Excerpted passage:
=== Begin Enclosure ===

What were the basic results?

The adults analysed (majority male) represented a wide range of time zones, and more commonly reported indoor rather than outdoor light.

The researchers observed a relationship between age and sleep schedule, where in general increasing age was associated with less sleep and earlier waking times.

They found age has the strongest influence on the timing of midpoint of sleep, while gender had the strongest influence on duration of sleep, with women getting more sleep at nearly all ages.

Prior mathematical models suggested a later sunset and sunrise influence both bedtime and wake time, and the app data supported this. Sunrise after 6.30am and later sunset were both associated with later wake time and bedtime.

Later sunset was also associated with more sleep, particularly in the group who reported spending more time in outdoor light.

In general, women, older people and those with more outdoor light exposure seemed more sensitive to changes in sunset and sunrise than men, younger people and those with mostly indoor light exposure.

However, sunset timing had a weaker effect on bedtime than models may have predicted. The researchers considered that solar cues do influence sleep but may be ignored in the real world, particularly around bedtime.

The country the person resided in had an influence on their bedtime, suggesting that people are more responsive to social cues at night.

And sleep duration goes down as bed time becomes later. While average bedtime varied across countries, average wake time remained fairly consistent.

No results are reported for the influence of travel and reports of jet lag.

How did the researchers interpret the results?

The researchers noted that the trends they identified agree with previous large-scale surveys and laboratory studies, and validate the use of this mobile technology for assessing sleep.

They said that, "This work better defines and personalises 'normal' sleep, produces hypotheses for future testing in the laboratory, and suggests important ways to counteract the global sleep crisis." 


These findings show that the app works, and it is possible for people to input data on the timing and duration of their sleep for researchers to get a global picture of sleep patterns worldwide.

The researchers noticed a number of themes, including that age, gender and the amount of time we spend outdoors are factors that can influence the timing and duration of sleep.

Timing of sunrise and sunset do seem to have an influence on our sleep, but less than may be expected. Across countries worldwide there is most variability in the time we go to bed, and this directly influences our sleep duration.

=== End Enclosure ===

(Dataset entries)
=== Begin Enclosure ===

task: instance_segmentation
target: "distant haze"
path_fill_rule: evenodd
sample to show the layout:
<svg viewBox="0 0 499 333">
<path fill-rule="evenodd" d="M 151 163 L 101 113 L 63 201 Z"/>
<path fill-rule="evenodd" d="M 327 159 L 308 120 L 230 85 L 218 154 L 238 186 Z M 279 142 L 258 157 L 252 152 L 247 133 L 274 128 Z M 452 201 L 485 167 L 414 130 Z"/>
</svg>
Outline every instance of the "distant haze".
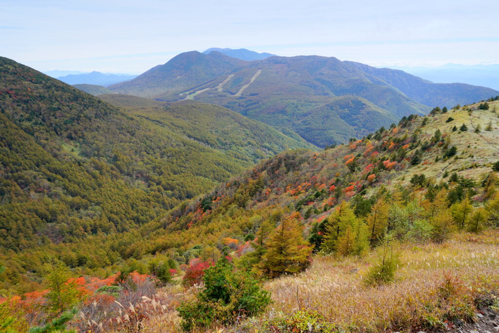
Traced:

=== End Enclosure ===

Questions:
**a.** Answer these from the sleep study summary, one line each:
(i) Which factor had the strongest influence on how long people slept?
(ii) Sunrise after what time was associated with later wake time?
(iii) Which part of the sleep schedule did the country a person lived in influence?
**b.** Carry the sleep study summary forward from its last sentence.

Outputs by task:
**a.**
(i) Gender, with women getting more sleep at nearly all ages.
(ii) 6.30am.
(iii) Bedtime.

**b.**
The researchers also considered that social influences are causing us to go to bed later and ignore the natural influences of sunset.

However, this is the big stumbling block of this research – it can't provide us with any answers, and we can only speculate as to why this is the case.

It may be that factors such as late-night working, socialising or using technical devices are influencing our sleep, but we can't say anything about that based on this research.

Another limitation of the study is that excluding people with outlying sleep patterns – very late bed times or waking times – automatically excludes shift workers. This is often the group in which previous research has speculated disrupted sleep patterns could have an adverse effect on health.

There is also the potential for misclassification when people are asked to categorise their typical light exposure as indoor or outdoor. There is likely to be wide variation in the amount of natural daylight that people in these two broad categories are exposed to.

A final important limitation is that the population were self-selecting. People actively chose to download and use the application, meaning the study could be at risk of selection bias.

Arguably, people with sleep problems are more likely to download a sleep app than people without sleep problems, so the results may not be truly representative.

It is also worth noting that only a fraction of the data analysed comes from the UK, so the study can't give any great insight into this country's sleep patterns and influences.

Overall, the findings are undoubtedly of interest in furthering understanding of the world's sleep patterns. However, they raise more questions than answers on how our social and working lives are affecting our sleep and health.